Texte à lire:
**********
Frédéric Mitterrand, ministre de 2009 à 2012. © B. Klein/Divergence

« Pour les ministres issus de la société civile, l’erreur, c’est de croire qu’on commande »

Le Vif

Frédéric Mitterrand a été ministre de la Culture pendant trois ans. Ses conseils aux nouveaux venus.

Est-ce qu’on s’improvise ministre ?

Je me suis glissé dans cette situation sans difficulté, même si j’ai minimisé le poids de l’administration – je ne l’ignorais pourtant pas. Le problème, lorsqu’on vient de la société civile, c’est que l’on connaît moins les arcanes de l’institution préfectorale ou du Conseil d’Etat. On marche un peu à l’aveuglette. J’ai mis longtemps à avoir un cabinet performant.

Un ministre de la société civile, c’est fait pour épater la galerie ?

Oui, mais on tombe parfois sur des types relativement sérieux… Je souhaitais changer beaucoup de choses, or ce n’était pas toujours possible. Au fond, Nicolas Sarkozy voulait Drucker et il a eu Mitterrand.
**********
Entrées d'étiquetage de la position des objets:
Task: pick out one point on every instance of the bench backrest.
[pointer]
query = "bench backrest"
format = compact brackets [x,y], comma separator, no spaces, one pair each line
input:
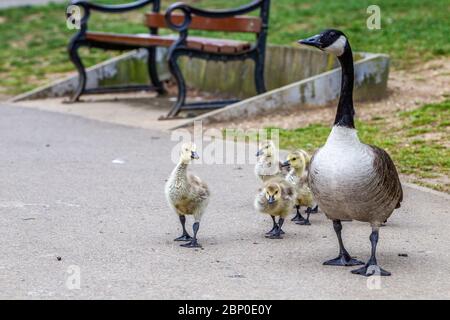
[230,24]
**********
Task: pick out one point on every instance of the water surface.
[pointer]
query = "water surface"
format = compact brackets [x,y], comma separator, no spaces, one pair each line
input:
**********
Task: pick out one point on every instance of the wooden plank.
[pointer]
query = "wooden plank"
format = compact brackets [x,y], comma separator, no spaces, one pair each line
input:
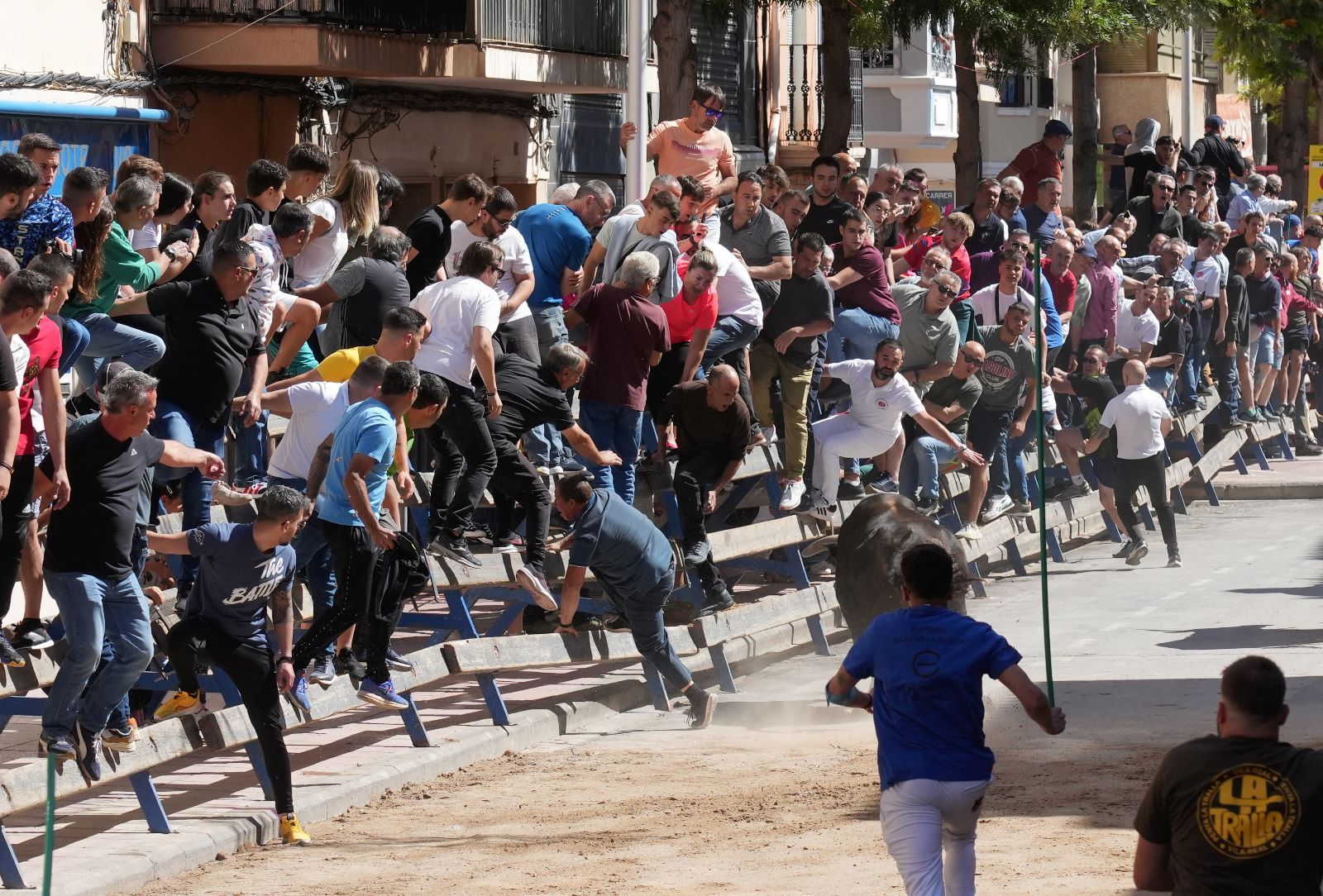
**********
Consigne:
Reproduisez à l'identique le passage de l'entretien avec Frédéric Mitterrand qui commence par « Frédéric Mitterrand, ministre » et se poursuit jusqu'à « aux nouveaux venus. ». Les enregistrements constituent un matériau indépendant de l'entretien.

Exercice réalisé:
Frédéric Mitterrand, ministre de 2009 à 2012. © B. Klein/Divergence

« Pour les ministres issus de la société civile, l’erreur, c’est de croire qu’on commande »

Le Vif

Frédéric Mitterrand a été ministre de la Culture pendant trois ans. Ses conseils aux nouveaux venus.